# [DO THIS]
Identify every line in the data below that contains the string "patch", and copy each of those lines in full.

# [DATA FOR THIS TASK]
—————
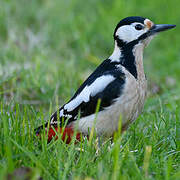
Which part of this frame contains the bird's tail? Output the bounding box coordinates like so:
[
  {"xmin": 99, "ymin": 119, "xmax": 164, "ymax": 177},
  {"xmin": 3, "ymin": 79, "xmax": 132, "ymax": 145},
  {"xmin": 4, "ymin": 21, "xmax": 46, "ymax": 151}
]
[{"xmin": 35, "ymin": 123, "xmax": 82, "ymax": 144}]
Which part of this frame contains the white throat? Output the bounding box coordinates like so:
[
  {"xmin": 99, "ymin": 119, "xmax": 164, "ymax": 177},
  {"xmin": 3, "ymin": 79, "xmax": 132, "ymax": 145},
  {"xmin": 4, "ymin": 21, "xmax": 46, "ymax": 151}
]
[{"xmin": 109, "ymin": 41, "xmax": 121, "ymax": 62}]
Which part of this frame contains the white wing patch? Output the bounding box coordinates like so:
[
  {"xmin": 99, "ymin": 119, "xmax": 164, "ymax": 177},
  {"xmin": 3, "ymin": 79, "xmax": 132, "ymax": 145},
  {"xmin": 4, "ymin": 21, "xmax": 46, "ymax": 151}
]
[{"xmin": 64, "ymin": 75, "xmax": 115, "ymax": 113}]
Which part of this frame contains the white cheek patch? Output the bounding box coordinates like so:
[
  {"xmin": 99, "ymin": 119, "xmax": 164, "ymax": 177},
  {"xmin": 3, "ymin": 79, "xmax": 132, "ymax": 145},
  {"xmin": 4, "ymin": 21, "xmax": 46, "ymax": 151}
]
[
  {"xmin": 144, "ymin": 19, "xmax": 154, "ymax": 29},
  {"xmin": 64, "ymin": 75, "xmax": 115, "ymax": 111},
  {"xmin": 116, "ymin": 23, "xmax": 147, "ymax": 43}
]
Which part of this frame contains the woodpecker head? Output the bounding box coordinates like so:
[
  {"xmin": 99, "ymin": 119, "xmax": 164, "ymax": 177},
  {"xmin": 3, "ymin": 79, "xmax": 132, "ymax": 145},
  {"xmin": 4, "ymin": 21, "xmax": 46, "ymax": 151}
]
[{"xmin": 114, "ymin": 16, "xmax": 175, "ymax": 48}]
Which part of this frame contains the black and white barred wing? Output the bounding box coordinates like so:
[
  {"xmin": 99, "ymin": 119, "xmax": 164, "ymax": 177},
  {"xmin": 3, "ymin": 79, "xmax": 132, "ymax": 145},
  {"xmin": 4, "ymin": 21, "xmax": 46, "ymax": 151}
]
[{"xmin": 51, "ymin": 69, "xmax": 125, "ymax": 126}]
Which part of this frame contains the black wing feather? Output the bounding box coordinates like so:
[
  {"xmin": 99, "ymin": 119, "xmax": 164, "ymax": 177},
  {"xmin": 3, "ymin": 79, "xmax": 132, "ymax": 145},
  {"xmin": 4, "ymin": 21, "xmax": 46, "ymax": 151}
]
[{"xmin": 48, "ymin": 59, "xmax": 125, "ymax": 126}]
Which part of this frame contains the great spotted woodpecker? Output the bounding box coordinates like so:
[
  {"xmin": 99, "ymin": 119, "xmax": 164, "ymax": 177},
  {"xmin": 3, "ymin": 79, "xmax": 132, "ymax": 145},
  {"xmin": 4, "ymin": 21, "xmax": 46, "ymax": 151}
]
[{"xmin": 36, "ymin": 16, "xmax": 175, "ymax": 143}]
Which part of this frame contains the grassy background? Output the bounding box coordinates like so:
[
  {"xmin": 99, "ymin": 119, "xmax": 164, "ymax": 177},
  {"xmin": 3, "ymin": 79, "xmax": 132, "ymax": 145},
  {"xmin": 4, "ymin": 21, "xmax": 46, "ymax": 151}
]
[{"xmin": 0, "ymin": 0, "xmax": 180, "ymax": 179}]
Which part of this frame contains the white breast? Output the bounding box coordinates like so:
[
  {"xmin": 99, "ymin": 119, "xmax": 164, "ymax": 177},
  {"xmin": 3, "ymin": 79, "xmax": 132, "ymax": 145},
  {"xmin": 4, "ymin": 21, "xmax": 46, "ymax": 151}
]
[{"xmin": 77, "ymin": 67, "xmax": 146, "ymax": 136}]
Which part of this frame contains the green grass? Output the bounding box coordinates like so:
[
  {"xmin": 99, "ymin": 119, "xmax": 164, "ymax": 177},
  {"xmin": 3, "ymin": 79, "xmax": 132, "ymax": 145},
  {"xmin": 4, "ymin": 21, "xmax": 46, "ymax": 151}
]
[{"xmin": 0, "ymin": 0, "xmax": 180, "ymax": 180}]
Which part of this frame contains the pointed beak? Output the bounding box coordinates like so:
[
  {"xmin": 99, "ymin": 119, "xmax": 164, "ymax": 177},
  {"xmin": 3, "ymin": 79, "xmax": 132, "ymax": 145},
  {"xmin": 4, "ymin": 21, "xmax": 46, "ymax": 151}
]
[{"xmin": 149, "ymin": 24, "xmax": 176, "ymax": 36}]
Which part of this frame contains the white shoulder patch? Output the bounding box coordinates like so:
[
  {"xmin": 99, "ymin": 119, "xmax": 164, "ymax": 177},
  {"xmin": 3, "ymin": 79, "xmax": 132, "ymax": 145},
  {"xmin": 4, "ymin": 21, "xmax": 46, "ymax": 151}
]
[{"xmin": 64, "ymin": 75, "xmax": 115, "ymax": 111}]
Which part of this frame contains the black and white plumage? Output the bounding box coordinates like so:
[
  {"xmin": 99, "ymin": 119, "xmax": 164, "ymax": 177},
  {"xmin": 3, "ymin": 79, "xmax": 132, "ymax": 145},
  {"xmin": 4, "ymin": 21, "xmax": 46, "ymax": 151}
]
[{"xmin": 37, "ymin": 16, "xmax": 175, "ymax": 141}]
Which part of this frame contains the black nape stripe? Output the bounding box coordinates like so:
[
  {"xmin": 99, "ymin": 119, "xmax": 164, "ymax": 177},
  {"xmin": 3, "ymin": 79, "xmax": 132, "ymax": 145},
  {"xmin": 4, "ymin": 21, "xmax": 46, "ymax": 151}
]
[{"xmin": 117, "ymin": 39, "xmax": 139, "ymax": 79}]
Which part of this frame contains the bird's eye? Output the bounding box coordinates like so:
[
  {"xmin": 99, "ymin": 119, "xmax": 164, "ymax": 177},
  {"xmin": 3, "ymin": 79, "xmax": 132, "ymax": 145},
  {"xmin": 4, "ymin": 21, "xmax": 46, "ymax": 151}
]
[{"xmin": 135, "ymin": 24, "xmax": 144, "ymax": 31}]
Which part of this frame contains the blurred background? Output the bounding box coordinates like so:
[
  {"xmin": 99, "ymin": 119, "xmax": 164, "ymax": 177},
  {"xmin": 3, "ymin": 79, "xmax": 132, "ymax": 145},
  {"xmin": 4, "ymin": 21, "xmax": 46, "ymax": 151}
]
[
  {"xmin": 0, "ymin": 0, "xmax": 180, "ymax": 108},
  {"xmin": 0, "ymin": 0, "xmax": 180, "ymax": 179}
]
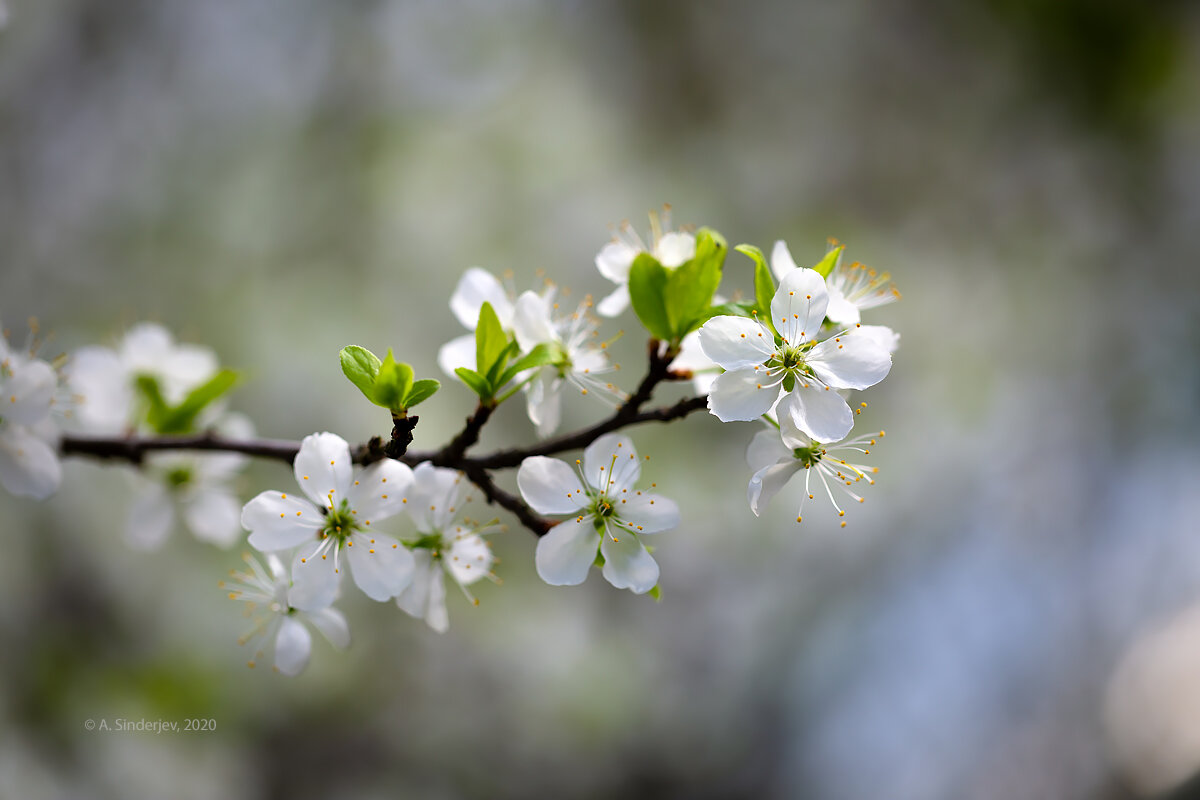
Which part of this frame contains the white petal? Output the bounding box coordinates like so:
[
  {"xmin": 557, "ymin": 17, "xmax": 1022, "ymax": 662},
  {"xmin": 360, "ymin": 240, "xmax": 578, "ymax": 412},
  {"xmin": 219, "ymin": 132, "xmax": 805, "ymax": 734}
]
[
  {"xmin": 746, "ymin": 428, "xmax": 793, "ymax": 473},
  {"xmin": 854, "ymin": 325, "xmax": 900, "ymax": 353},
  {"xmin": 275, "ymin": 616, "xmax": 312, "ymax": 675},
  {"xmin": 614, "ymin": 492, "xmax": 679, "ymax": 536},
  {"xmin": 805, "ymin": 331, "xmax": 892, "ymax": 389},
  {"xmin": 305, "ymin": 608, "xmax": 350, "ymax": 650},
  {"xmin": 596, "ymin": 241, "xmax": 641, "ymax": 283},
  {"xmin": 770, "ymin": 267, "xmax": 829, "ymax": 344},
  {"xmin": 342, "ymin": 533, "xmax": 415, "ymax": 602},
  {"xmin": 583, "ymin": 433, "xmax": 642, "ymax": 497},
  {"xmin": 600, "ymin": 530, "xmax": 659, "ymax": 595},
  {"xmin": 0, "ymin": 425, "xmax": 62, "ymax": 500},
  {"xmin": 517, "ymin": 456, "xmax": 588, "ymax": 513},
  {"xmin": 708, "ymin": 369, "xmax": 779, "ymax": 422},
  {"xmin": 654, "ymin": 230, "xmax": 696, "ymax": 269},
  {"xmin": 425, "ymin": 570, "xmax": 450, "ymax": 633},
  {"xmin": 770, "ymin": 239, "xmax": 796, "ymax": 281},
  {"xmin": 182, "ymin": 487, "xmax": 242, "ymax": 547},
  {"xmin": 126, "ymin": 482, "xmax": 175, "ymax": 551},
  {"xmin": 746, "ymin": 460, "xmax": 804, "ymax": 517},
  {"xmin": 438, "ymin": 333, "xmax": 475, "ymax": 378},
  {"xmin": 288, "ymin": 542, "xmax": 342, "ymax": 612},
  {"xmin": 698, "ymin": 317, "xmax": 775, "ymax": 369},
  {"xmin": 396, "ymin": 548, "xmax": 442, "ymax": 619},
  {"xmin": 450, "ymin": 266, "xmax": 512, "ymax": 331},
  {"xmin": 826, "ymin": 285, "xmax": 863, "ymax": 325},
  {"xmin": 512, "ymin": 291, "xmax": 558, "ymax": 351},
  {"xmin": 534, "ymin": 517, "xmax": 600, "ymax": 587},
  {"xmin": 442, "ymin": 534, "xmax": 492, "ymax": 587},
  {"xmin": 349, "ymin": 458, "xmax": 413, "ymax": 522},
  {"xmin": 0, "ymin": 360, "xmax": 59, "ymax": 425},
  {"xmin": 596, "ymin": 283, "xmax": 630, "ymax": 318},
  {"xmin": 293, "ymin": 433, "xmax": 353, "ymax": 509},
  {"xmin": 241, "ymin": 492, "xmax": 325, "ymax": 552},
  {"xmin": 779, "ymin": 381, "xmax": 854, "ymax": 447}
]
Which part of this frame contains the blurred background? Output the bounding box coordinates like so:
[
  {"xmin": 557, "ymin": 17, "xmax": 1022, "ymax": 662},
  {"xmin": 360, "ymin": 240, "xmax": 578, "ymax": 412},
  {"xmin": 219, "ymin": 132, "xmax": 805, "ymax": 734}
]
[{"xmin": 0, "ymin": 0, "xmax": 1200, "ymax": 800}]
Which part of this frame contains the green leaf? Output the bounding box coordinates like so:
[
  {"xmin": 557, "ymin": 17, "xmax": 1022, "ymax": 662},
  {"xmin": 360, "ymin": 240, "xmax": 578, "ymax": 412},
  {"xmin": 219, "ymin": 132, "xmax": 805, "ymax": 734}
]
[
  {"xmin": 151, "ymin": 369, "xmax": 238, "ymax": 433},
  {"xmin": 454, "ymin": 367, "xmax": 493, "ymax": 402},
  {"xmin": 496, "ymin": 343, "xmax": 564, "ymax": 389},
  {"xmin": 338, "ymin": 344, "xmax": 380, "ymax": 403},
  {"xmin": 370, "ymin": 348, "xmax": 413, "ymax": 411},
  {"xmin": 812, "ymin": 245, "xmax": 846, "ymax": 278},
  {"xmin": 629, "ymin": 253, "xmax": 672, "ymax": 341},
  {"xmin": 662, "ymin": 228, "xmax": 728, "ymax": 339},
  {"xmin": 404, "ymin": 378, "xmax": 442, "ymax": 409},
  {"xmin": 475, "ymin": 302, "xmax": 509, "ymax": 375}
]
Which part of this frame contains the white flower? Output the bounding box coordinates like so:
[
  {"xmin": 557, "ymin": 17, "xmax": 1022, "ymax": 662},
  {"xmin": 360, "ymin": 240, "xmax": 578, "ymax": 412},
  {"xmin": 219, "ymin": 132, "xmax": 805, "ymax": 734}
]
[
  {"xmin": 221, "ymin": 554, "xmax": 350, "ymax": 675},
  {"xmin": 241, "ymin": 433, "xmax": 413, "ymax": 610},
  {"xmin": 512, "ymin": 291, "xmax": 623, "ymax": 437},
  {"xmin": 127, "ymin": 415, "xmax": 254, "ymax": 549},
  {"xmin": 438, "ymin": 266, "xmax": 512, "ymax": 377},
  {"xmin": 517, "ymin": 433, "xmax": 679, "ymax": 595},
  {"xmin": 700, "ymin": 269, "xmax": 892, "ymax": 446},
  {"xmin": 595, "ymin": 205, "xmax": 696, "ymax": 317},
  {"xmin": 67, "ymin": 323, "xmax": 220, "ymax": 433},
  {"xmin": 770, "ymin": 240, "xmax": 900, "ymax": 331},
  {"xmin": 746, "ymin": 428, "xmax": 883, "ymax": 528},
  {"xmin": 0, "ymin": 336, "xmax": 62, "ymax": 500},
  {"xmin": 396, "ymin": 462, "xmax": 493, "ymax": 633}
]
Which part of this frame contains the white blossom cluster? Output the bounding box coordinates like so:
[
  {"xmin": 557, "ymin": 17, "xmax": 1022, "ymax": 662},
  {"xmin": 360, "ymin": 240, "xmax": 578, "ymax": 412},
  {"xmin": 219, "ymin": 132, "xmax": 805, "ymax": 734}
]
[{"xmin": 0, "ymin": 209, "xmax": 899, "ymax": 675}]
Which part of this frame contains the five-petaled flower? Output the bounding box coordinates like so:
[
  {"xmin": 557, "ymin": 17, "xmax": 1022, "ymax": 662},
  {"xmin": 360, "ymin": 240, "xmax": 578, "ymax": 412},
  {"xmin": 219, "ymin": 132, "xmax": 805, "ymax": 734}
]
[
  {"xmin": 517, "ymin": 433, "xmax": 679, "ymax": 594},
  {"xmin": 241, "ymin": 433, "xmax": 414, "ymax": 610},
  {"xmin": 700, "ymin": 269, "xmax": 892, "ymax": 446}
]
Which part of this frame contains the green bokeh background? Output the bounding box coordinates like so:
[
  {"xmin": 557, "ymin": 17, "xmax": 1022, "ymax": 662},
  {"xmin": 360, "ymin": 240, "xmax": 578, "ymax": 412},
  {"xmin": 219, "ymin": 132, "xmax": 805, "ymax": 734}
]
[{"xmin": 0, "ymin": 0, "xmax": 1200, "ymax": 800}]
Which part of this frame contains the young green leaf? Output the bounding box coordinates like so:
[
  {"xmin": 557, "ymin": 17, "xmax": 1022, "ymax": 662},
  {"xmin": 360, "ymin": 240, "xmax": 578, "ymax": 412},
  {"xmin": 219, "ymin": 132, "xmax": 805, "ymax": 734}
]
[
  {"xmin": 629, "ymin": 253, "xmax": 672, "ymax": 341},
  {"xmin": 370, "ymin": 349, "xmax": 413, "ymax": 411},
  {"xmin": 404, "ymin": 378, "xmax": 442, "ymax": 409},
  {"xmin": 812, "ymin": 245, "xmax": 846, "ymax": 278},
  {"xmin": 664, "ymin": 228, "xmax": 727, "ymax": 338},
  {"xmin": 340, "ymin": 344, "xmax": 380, "ymax": 403},
  {"xmin": 475, "ymin": 302, "xmax": 509, "ymax": 375}
]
—————
# [SOLUTION BELOW]
Which part of this frame contains the white wing patch? Output the bounding box coordinates like so:
Which part of this frame contains the white cheek patch? Output the bounding box coordinates like so:
Which part of this frame contains the white shoulder patch? Output the bounding box coordinates like so:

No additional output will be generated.